-- begin Page text --
PCA-based Reconstruction#
PCA using the Correlation Matrix
Standardization: \( x_{\text{standardized}}^{(i)} = \frac{x^{(i)} - \mu^{(i)}}{\sigma^{(i)}} \) where:
\(\mu^{(i)}\): Mean of \(i\)-th feature column
\(\sigma^{(i)}\): Standard deviation of \(i\)-th feature column
\(x^{(i)}\): \(i\)-th feature column
\(x_{\text{standardized}}^{(i)}\): Standardized \(i\)-th feature column (zero mean, unit variance)
Sample Correlation Matrix: \( R = \frac{1}{n-1} X_{\text{standardized}}^T X_{\text{standardized}} \) where:
\(R\): Correlation matrix of size (features × features)
\(n\): Number of samples
\(X_{\text{standardized}}\): Matrix of all standardized columns (samples × features)
Eigenvalue Decomposition: \( R = V \Lambda V^T \) where:
\(V\): Matrix of eigenvectors (principal components) of size (features × features)
\(\Lambda\): Diagonal matrix of eigenvalues (variances along principal components)
\(V^T\): Transpose of eigenvector matrix
Projection: \( Z = X_{\text{standardized}} V \) where:
\(Z\): Projected data in principal component space (samples × features)
\(V\): Principal component directions
Reconstruction: \( X_{\text{reconstructed}} = Z V^T D + M \) where:
\(X_{\text{reconstructed}}\): Data reconstructed in original space
\(D\): Diagonal matrix of original standard deviations (features × features)
\(M\): Matrix of means (samples × features), where each row is the mean vector repeated
Key Points:
Use \(n-1\) for unbiased estimation in the correlation matrix (Bessel’s Correction)
Each feature column \(x^{(i)}\) is standardized independently
Eigenvalues in \(\Lambda\) represent the variance explained by each principal component
\(V\) columns are sorted by decreasing eigenvalues (most important components first)
Perfect reconstruction is possible using all components, lossy when using fewer
\(D\) is a diagonal matrix of standard deviations (features × features)
\(M\) is mean matrix created by repeating mean vector for each sample (samples × features)
import numpy as np
import matplotlib.pyplot as plt
from matplotlib.lines import Line2D
# Data Generation
np.random.seed(47)
plt.style.use('dark_background')
mean = np.array([5, 10])
cov = np.array([[10, 3], [3, 1]])
n = 100
X = np.random.multivariate_normal(mean, cov, size=n)
-- end Page text --
-- begin Records for the exercise --
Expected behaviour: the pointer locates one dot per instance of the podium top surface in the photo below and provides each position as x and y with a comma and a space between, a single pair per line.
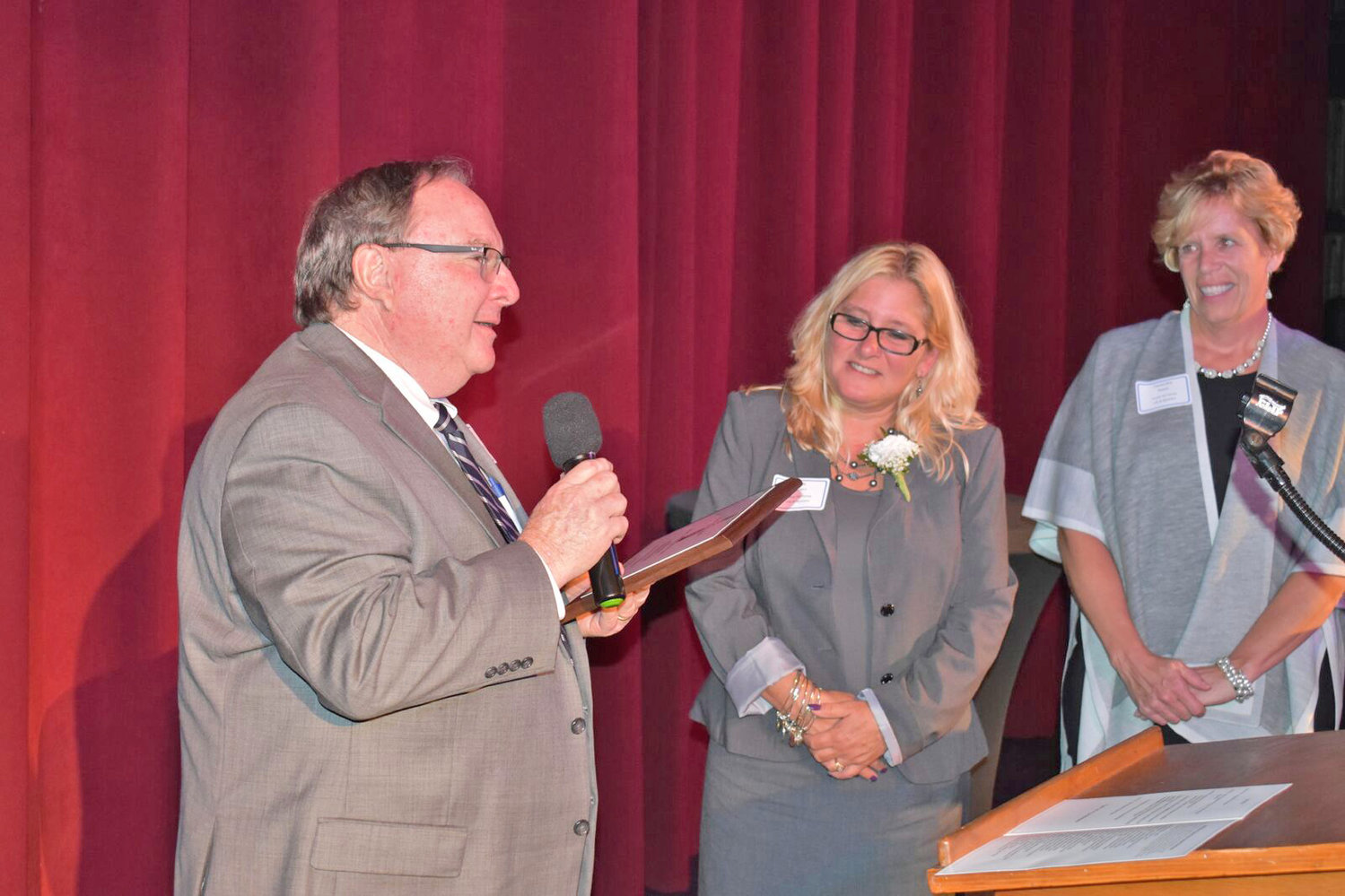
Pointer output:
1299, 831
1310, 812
-- end Records for the exercise --
-- begin Records for the exercise --
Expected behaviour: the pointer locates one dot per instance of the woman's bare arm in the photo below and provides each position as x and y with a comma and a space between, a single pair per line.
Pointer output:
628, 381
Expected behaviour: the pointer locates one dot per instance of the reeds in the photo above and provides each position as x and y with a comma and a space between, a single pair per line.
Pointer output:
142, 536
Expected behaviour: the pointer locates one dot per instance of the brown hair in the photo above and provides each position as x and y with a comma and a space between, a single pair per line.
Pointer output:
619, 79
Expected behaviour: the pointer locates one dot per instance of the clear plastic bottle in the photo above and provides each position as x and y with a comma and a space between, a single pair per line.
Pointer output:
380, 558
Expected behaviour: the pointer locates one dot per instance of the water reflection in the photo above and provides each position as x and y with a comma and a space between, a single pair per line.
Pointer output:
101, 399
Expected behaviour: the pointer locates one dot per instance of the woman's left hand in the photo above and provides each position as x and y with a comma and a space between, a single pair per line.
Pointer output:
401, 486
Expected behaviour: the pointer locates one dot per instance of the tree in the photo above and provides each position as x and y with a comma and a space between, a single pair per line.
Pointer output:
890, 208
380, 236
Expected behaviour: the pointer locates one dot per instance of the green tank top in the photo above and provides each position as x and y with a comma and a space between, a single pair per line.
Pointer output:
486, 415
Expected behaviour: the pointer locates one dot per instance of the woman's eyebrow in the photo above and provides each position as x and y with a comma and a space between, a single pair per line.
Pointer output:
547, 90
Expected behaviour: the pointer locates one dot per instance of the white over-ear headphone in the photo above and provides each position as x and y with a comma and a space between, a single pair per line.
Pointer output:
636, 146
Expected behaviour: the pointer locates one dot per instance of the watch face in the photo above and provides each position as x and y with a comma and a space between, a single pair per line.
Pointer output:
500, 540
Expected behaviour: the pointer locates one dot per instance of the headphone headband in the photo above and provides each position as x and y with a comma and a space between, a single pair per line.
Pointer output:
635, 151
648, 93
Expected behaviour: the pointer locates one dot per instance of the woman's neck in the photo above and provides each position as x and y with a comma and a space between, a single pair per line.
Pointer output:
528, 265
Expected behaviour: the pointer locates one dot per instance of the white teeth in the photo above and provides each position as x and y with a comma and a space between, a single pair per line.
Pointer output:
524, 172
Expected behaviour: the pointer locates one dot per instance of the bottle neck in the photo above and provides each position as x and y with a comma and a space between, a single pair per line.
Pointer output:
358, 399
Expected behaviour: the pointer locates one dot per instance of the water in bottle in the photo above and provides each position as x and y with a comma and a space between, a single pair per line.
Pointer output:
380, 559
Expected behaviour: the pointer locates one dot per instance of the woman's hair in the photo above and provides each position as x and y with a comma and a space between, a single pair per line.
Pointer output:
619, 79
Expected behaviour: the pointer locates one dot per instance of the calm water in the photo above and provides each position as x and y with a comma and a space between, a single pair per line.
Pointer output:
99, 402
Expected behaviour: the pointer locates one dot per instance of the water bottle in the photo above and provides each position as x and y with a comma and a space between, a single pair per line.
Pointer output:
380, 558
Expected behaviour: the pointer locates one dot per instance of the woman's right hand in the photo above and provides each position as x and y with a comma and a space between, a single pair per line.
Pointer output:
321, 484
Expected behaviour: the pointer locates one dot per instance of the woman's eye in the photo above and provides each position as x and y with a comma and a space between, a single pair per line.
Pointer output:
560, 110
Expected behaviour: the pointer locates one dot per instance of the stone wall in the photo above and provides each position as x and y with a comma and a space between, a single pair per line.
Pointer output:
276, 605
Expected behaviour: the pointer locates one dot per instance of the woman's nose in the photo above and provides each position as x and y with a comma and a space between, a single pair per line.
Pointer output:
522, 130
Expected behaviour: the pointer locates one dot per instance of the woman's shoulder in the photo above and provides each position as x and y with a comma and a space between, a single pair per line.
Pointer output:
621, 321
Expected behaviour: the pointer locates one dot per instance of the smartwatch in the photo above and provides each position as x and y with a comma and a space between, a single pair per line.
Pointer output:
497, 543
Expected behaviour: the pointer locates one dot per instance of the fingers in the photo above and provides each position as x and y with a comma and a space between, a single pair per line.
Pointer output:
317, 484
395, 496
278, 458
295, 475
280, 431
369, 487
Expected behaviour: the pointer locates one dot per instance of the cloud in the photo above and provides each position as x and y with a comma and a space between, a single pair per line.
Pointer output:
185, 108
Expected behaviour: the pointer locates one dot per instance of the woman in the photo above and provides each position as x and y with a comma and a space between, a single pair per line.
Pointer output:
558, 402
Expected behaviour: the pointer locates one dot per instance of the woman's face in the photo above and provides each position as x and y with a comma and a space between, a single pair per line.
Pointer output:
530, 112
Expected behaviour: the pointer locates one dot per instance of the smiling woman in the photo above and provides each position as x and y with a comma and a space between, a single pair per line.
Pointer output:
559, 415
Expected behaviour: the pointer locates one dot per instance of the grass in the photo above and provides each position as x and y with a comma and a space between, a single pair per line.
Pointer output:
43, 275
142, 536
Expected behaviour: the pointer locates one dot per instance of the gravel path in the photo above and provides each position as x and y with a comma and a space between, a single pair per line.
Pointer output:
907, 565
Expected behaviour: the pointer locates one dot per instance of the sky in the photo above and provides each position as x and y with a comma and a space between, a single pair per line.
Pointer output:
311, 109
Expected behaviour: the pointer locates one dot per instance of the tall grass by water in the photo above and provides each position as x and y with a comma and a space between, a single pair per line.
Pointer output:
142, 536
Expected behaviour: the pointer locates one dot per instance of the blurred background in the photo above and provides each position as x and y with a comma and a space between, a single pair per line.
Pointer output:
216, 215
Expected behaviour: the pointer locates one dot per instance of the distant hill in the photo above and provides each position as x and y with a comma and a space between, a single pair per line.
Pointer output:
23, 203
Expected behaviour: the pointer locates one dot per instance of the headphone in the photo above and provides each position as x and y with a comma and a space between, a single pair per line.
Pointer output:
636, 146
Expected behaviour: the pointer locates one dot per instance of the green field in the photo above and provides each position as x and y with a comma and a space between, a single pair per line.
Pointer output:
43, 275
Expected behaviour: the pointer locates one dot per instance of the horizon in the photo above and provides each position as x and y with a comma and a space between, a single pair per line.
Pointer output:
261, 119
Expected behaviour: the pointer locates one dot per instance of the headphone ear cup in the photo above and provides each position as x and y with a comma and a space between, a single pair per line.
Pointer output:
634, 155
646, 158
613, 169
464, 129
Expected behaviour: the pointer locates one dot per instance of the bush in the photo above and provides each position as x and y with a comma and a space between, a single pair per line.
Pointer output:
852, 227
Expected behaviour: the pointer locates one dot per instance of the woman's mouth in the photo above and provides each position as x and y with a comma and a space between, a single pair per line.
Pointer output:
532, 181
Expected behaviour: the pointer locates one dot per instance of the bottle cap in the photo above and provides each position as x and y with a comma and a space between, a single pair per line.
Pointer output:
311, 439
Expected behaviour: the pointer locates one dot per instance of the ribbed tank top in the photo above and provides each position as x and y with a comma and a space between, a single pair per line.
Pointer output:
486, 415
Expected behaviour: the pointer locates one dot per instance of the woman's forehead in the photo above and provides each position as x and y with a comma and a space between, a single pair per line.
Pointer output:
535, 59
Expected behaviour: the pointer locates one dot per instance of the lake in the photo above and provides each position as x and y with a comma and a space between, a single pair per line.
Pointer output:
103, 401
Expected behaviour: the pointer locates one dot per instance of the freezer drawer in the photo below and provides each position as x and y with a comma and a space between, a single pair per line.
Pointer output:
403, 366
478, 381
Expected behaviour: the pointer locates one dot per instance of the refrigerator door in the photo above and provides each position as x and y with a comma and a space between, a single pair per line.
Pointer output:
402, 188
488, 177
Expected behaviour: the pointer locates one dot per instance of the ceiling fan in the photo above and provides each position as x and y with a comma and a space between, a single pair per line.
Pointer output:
-- end Records for the exercise --
Set of tasks —
a - For each statement, say whether it agrees with the PCA page. Answer yes or no and quote the deciding words.
(i) Each feature column is standardized on its own.
(ii) The eigenvectors are ordered from the smallest eigenvalue to the largest.
(iii) Using fewer than all components still gives perfect reconstruction.
b - Locate each line of the entries that contains the word "lake", and copy those lines. Case counts.
The PCA page and the entries are unrelated to each other.

Results in order —
a -
(i) Yes: "is standardized independently"
(ii) No: "sorted by decreasing eigenvalues (most important components first)"
(iii) No: "lossy when using fewer"

b -
Expected behaviour: the pointer locates one dot per instance of the lake in the photo above and provides each position as x and y with a comma and a space between, a single pair per line.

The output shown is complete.